• **Task to carry out**
An exact, complete copy of the entries is what is needed.
== Input data
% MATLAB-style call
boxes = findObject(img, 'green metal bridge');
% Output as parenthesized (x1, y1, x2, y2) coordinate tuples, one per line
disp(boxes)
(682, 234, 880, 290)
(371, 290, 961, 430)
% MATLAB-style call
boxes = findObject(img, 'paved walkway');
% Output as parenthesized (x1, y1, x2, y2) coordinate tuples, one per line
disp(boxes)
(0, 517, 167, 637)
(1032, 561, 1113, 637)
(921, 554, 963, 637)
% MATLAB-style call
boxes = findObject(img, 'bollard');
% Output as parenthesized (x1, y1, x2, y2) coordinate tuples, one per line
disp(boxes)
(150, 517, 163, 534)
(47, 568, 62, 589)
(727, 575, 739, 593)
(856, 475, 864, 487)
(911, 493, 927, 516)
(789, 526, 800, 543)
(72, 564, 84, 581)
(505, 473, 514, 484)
====
• **Answer to this task**
% MATLAB-style call
boxes = findObject(img, 'green metal bridge');
% Output as parenthesized (x1, y1, x2, y2) coordinate tuples, one per line
disp(boxes)
(682, 234, 880, 290)
(371, 290, 961, 430)
% MATLAB-style call
boxes = findObject(img, 'paved walkway');
% Output as parenthesized (x1, y1, x2, y2) coordinate tuples, one per line
disp(boxes)
(0, 517, 167, 637)
(1032, 561, 1113, 637)
(921, 554, 963, 637)
% MATLAB-style call
boxes = findObject(img, 'bollard');
% Output as parenthesized (x1, y1, x2, y2) coordinate tuples, one per line
disp(boxes)
(150, 517, 163, 534)
(47, 568, 62, 589)
(727, 575, 739, 593)
(856, 475, 864, 487)
(911, 493, 927, 516)
(789, 526, 800, 543)
(72, 564, 84, 581)
(505, 473, 514, 484)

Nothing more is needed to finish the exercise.